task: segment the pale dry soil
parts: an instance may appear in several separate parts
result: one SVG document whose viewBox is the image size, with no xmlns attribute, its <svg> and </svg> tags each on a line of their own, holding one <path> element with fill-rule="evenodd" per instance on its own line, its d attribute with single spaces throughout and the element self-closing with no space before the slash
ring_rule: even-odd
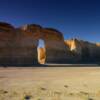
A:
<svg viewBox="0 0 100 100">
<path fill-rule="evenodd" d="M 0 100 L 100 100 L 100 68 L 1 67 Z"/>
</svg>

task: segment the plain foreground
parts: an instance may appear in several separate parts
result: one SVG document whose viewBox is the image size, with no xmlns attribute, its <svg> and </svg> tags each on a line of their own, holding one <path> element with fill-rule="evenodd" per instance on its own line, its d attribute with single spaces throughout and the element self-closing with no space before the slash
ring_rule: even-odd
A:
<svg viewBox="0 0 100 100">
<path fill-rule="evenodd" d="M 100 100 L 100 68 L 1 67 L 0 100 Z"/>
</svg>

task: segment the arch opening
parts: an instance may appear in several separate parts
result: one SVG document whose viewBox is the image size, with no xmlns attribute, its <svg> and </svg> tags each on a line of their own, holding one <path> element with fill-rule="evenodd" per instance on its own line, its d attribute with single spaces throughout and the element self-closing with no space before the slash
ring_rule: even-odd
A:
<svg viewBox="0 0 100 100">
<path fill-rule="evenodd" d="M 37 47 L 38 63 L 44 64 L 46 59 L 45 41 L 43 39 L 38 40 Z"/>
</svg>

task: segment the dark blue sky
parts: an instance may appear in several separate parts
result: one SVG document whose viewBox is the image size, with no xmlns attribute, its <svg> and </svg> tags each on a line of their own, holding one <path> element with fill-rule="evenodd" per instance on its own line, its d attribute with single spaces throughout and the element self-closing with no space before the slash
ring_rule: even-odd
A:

+++

**Aim**. All the records above need to be given again word for word. Skip the pictures.

**Exercise output**.
task: segment the pale dry soil
parts: an instance may appear in several separate parts
result: one SVG document whose viewBox is the image size, with no xmlns attribute, its <svg> and </svg> tags each on a line of their own, holding one <path> element with fill-rule="evenodd" per instance on its own line, its d attribute with single spaces throughout and the element self-closing with no space before the slash
ring_rule: even-odd
A:
<svg viewBox="0 0 100 100">
<path fill-rule="evenodd" d="M 0 100 L 100 100 L 100 68 L 1 67 Z"/>
</svg>

task: segment the plain foreground
parts: an instance may appear in several separate parts
result: one SVG document whose viewBox is the image size, with no xmlns attribute, its <svg> and </svg> tags each on a line of their own, holding one <path> element with fill-rule="evenodd" per instance on its own line, its d attribute with single spaces throughout and the element self-closing with no space before the slash
ring_rule: even-odd
A:
<svg viewBox="0 0 100 100">
<path fill-rule="evenodd" d="M 100 100 L 100 68 L 1 67 L 0 100 Z"/>
</svg>

task: segment the arch opening
parts: an instance may appear in several separate parts
result: one SVG document whose viewBox is the image size, with no xmlns attribute, its <svg> and </svg> tags each on a line of their own, holding one <path> element with fill-rule="evenodd" per instance on its own line, its d attribute with single spaces throughout and the element self-closing with no space before the slash
ring_rule: even-odd
A:
<svg viewBox="0 0 100 100">
<path fill-rule="evenodd" d="M 37 47 L 38 63 L 44 64 L 46 59 L 45 41 L 43 39 L 38 40 Z"/>
</svg>

task: segment the dark blue sky
parts: an instance may appear in several separate parts
result: one SVG document whose viewBox is the image size, with no xmlns attribute, its <svg> and </svg> tags each on a line of their own, holding one <path> element with fill-rule="evenodd" per instance on its own line, its d attribute with single spaces throughout and the element self-closing with no space before the slash
ring_rule: even-odd
A:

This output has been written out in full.